§ **Your tasks**
• A. Answer these questions from the forum thread on expat life in Singapore, one per line:
(i) How long is the secondment that mattrsmith has been offered?
(ii) Which town is karenlynn from?
(iii) What does BBCWatcher say about golf in Singapore?
• B. List every country that Rudds123, in the forum thread on expat life in Singapore, says cheap short-haul flights can reach.
• C. Decide whether each statement agrees with the forum thread on expat life in Singapore, answering yes or no and quoting the words that settle it:
(i) mattrsmith's employer is a large international bank.
(ii) karenlynn plans to live in the west of Singapore.
(iii) Under the offer, mattrsmith would pay for his own accommodation.

§ **Document passage**
# Expat life in SG



## mattrsmith (Mar 26, 2013)

Hi,
I have been offered a 12m secondment to Singapore with my employer who are a large international bank. I am currently in the process of weighing it all up. Basically the deal is that they would pay all my accommodation/bills etc and I would remain on UK terms. So financially-wise it seems attractive.
I am a 30 year old single guy who has worked in London for the last three years....interests are sport (football, golf in particular), the outdoors (camping/hiking/trekking etc) and always partial to a few beers/nice restaurant.
Any advice as to what I can expect in SG?
Cheers.


----------



## BBCWatcher (Dec 28, 2012)

Singapore itself is extensively urban. Golf is available but expensive. You'll have to make adjustments.

However, there are many interesting opportunities for outdoor activities in the region. Take a bus, ferry, or short airplane ride and you've got lots more options within your list.


----------



## Rudds123 (Jan 6, 2013)

You should definitely not pass up this opportunity. Singapore is a fantastic place (for young and old) with plenty of outdoor activities as well as bustling city with fantastic nightlife. Also, if you ever feel the need to get out of the city for a weekend, cheap short haul flights can get you to Malaysia (can also drive there), Indonesia, Thailand, the Philippines to name a few. 

If for no other reason and after the 8 month winter we've just had, go for the fact that you won't feel cold day or night for the entire time you're there! 

All the best


----------



## karenlynn (May 24, 2013)

Hi, I myself am due to relocate there next month, scary stuff as I've never ventured further afield that Europe before but surely the weather alone (as someone mentioned above our 8 month winter) is reason enough to go


----------



## mattrsmith (Mar 26, 2013)

Hi Karen,
Are you moving with work as well? Whereabouts are you from in UK? Any ideas about areas you might want to live yet or are you going to wait until you get there to start all that?


----------



## karenlynn (May 24, 2013)

Hi

Yes I am moving with work. I'm from Blackpool. I will have to live in the East as my work is there, I know they say that Singapore is tiny and you could live anywhere but realistically until I know my way around, I think it makes sense to be close to work. There are some condos on the east coast that seem to have a lot of ex pats staying there so I've emailed a few. Apparently this is has been the coldest spring on record in the UK so I think I'm going to be in for a weather shock, but my god I'm ready for it .

How about you, where do you think you will etc?


----------



## mattrsmith (Mar 26, 2013)

§ **Supplied material**

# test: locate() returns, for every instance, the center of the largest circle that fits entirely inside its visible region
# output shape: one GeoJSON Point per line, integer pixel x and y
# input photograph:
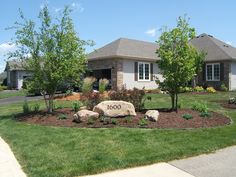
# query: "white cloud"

§ **Answers provided**
• A.
(i) 12 months
(ii) Blackpool
(iii) It is available but expensive.

• B. Malaysia, Indonesia, Thailand, the Philippines

• C.
(i) Yes: "my employer who are a large international bank"
(ii) No: "I will have to live in the East as my work is there"
(iii) No: "they would pay all my accommodation/bills etc"